PROVIDED DATA
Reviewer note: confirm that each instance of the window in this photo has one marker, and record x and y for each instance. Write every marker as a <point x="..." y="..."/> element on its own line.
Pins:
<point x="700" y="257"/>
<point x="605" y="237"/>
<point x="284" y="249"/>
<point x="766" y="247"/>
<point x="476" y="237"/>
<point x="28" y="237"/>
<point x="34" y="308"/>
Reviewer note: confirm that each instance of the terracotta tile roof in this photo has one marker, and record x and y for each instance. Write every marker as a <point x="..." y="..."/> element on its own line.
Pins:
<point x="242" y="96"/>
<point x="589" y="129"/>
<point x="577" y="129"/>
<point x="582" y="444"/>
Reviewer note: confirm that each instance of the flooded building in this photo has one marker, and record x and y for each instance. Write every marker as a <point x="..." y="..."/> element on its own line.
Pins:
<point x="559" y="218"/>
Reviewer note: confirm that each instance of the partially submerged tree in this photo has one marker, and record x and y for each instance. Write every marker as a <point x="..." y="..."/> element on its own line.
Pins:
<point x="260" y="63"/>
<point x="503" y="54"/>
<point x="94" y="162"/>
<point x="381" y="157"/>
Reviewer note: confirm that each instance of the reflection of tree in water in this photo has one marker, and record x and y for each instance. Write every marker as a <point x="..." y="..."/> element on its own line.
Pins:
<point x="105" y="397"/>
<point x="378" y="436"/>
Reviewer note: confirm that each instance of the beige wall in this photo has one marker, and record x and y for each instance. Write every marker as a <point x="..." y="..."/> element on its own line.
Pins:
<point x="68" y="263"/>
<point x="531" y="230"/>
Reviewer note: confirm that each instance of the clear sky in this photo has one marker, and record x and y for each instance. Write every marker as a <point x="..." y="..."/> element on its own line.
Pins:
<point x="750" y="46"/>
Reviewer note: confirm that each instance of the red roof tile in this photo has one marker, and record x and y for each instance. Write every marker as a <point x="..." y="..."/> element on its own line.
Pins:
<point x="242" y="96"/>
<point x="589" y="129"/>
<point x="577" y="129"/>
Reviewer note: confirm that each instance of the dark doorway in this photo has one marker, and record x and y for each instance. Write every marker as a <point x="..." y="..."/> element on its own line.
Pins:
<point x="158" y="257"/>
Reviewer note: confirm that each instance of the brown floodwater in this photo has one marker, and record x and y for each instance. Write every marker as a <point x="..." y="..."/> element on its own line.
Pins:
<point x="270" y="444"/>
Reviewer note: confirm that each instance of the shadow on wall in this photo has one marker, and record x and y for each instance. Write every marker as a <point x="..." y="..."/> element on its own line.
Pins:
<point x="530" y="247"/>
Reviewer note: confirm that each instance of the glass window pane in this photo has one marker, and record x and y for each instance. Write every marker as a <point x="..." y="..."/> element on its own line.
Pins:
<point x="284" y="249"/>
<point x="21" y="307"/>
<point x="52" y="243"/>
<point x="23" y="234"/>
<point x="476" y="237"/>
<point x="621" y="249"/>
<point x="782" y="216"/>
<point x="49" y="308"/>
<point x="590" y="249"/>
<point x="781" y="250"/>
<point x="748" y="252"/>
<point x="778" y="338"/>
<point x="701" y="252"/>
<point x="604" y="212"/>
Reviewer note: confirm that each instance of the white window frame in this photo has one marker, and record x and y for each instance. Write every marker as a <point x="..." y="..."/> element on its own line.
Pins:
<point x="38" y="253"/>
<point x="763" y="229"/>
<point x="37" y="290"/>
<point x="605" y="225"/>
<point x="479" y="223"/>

PROBLEM
Filter this listing and copy only the lines holding the word "tree".

FINISHED TASK
Reviewer note: confirm that each instance of the partially submerged tree in this photo has one marker, and record x and y for each instance. Write every marker as a <point x="..." y="..."/> element on its own line.
Reviewer note: confirm that each instance of the reflection of tree in water in this photo has one marker, and record x and y for each instance. Write every marker as a <point x="..." y="..."/> element on its own line.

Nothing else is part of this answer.